> _Work to be completed_: Please continue the article on what came before the Big Bang from the point where it stops, leaving the material that follows it aside.

> _Document text_:
######
It’s the greatest question in the universe. What happened before the Big Bang? Now world-famous physicist Steven Hawking says he has an answer.
“The boundary condition of the universe … is that it has no boundary,” Hawking tells the National Geographic’s Star Talk show this weekend.
In other words, there is no time before time began as time was always there.
It was just different.
He tells physicist Neil DeGrasse Tyson that amid the almost infinitely small quantum foam of the singularity before the Big Bang, time existed in a ‘bent’” state.
It was distorted along another dimension — always getting fractionally closer to, but never becoming nothing.
So there never was a Big Bang that created something from nothing.
It just looks that way from our point of perspective.
“All the evidence seems to indicate, that the universe has not existed forever, but that it had a beginning, about 15 billion years ago,” Hawking says in one of his lectures.
“There must have been a beginning. Otherwise, the universe would be in a state of complete disorder by now, and everything would be at the same temperature. In an infinite and everlasting universe, every line of sight would end on the surface of a star. This would mean that the night sky would have been as bright as the surface of the Sun. The only way of avoiding this problem would be if, for some reason, the stars did not shine before a certain time.”
But things were different at the Big Bang.
“The density would have been infinite,” Hawking says.
“It would have been what is called, a singularity. At a singularity, all the laws of physics would have broken down. This means that the state of the universe, after the Big Bang, will not depend on anything that may have happened before, because the deterministic laws that govern the universe will break down in the Big Bang.”
This has long posed a serious problem for physics, he says.
“Since events before the Big Bang have no observational consequences, one may as well cut them out of the theory, and say that time began at the Big Bang. Events before the Big Bang, are simply not defined, because there’s no way one could measure what happened at them.”
######
> _Supplied material_:
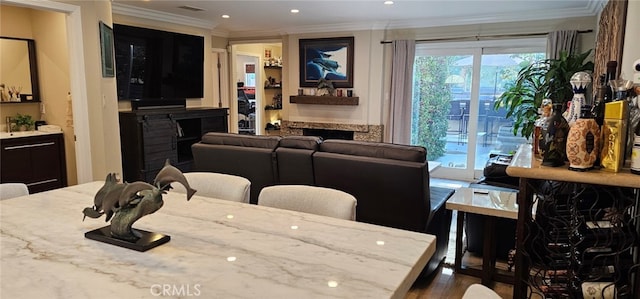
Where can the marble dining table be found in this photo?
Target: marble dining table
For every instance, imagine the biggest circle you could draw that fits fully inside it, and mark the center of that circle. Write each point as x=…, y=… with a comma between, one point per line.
x=218, y=249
######
> _Task result_:
But there are ways to figure out what came before, he says.
— Australian Academy of Science (@Science_Academy) March 1, 2018
“Quantum theory introduces a new idea, that of imaginary time. Imaginary time may sound like science fiction, and it has been brought into Doctor Who. But nevertheless, it is a genuine scientific concept. One can picture it in the following way. One can think of ordinary, real, time as a horizontal line. On the left, one has the past, and on the right, the future. But there’s another kind of time in the vertical direction. This is called imaginary time, because it is not the kind of time we normally experience. But in a sense, it is just as real as what we call real time.”
This has enormous implications when it comes to the Big Bang.
“James Hartle of the University of California Santa Barbara, and I have proposed that space and imaginary time together, are indeed finite in extent, but without boundary. They would be like the surface of the Earth, but with two more dimensions. The surface of the Earth is finite in extent, but it doesn’t have any boundaries or edges. I have been around the world, and I didn’t fall off. “
There’s no raw physics that supports his idea. Yet.
But Hawking’s insight has proven right before.
What we do know is that when it comes to the Big Bang — and black holes — our understanding of physics breaks down.
The only certainty about the infinitesimally small quantum building blocks of our universe is that they are uncertain. Simply observing them can cause them to change. They can be in two places — or two states — at once.
They seem to be a physical embodiment of probability and potential: elements of reality that haven’t quite yet decided what they’re going to do.
While it dictates our lives, we still don’t know what time is. Or exactly where it comes from.
We know how it works. We know its effects.
It’s like gravity.
It doesn’t entirely seem to fit in the ‘big’ world of the physics we experience, nor the ‘weird’ world of the subatomic.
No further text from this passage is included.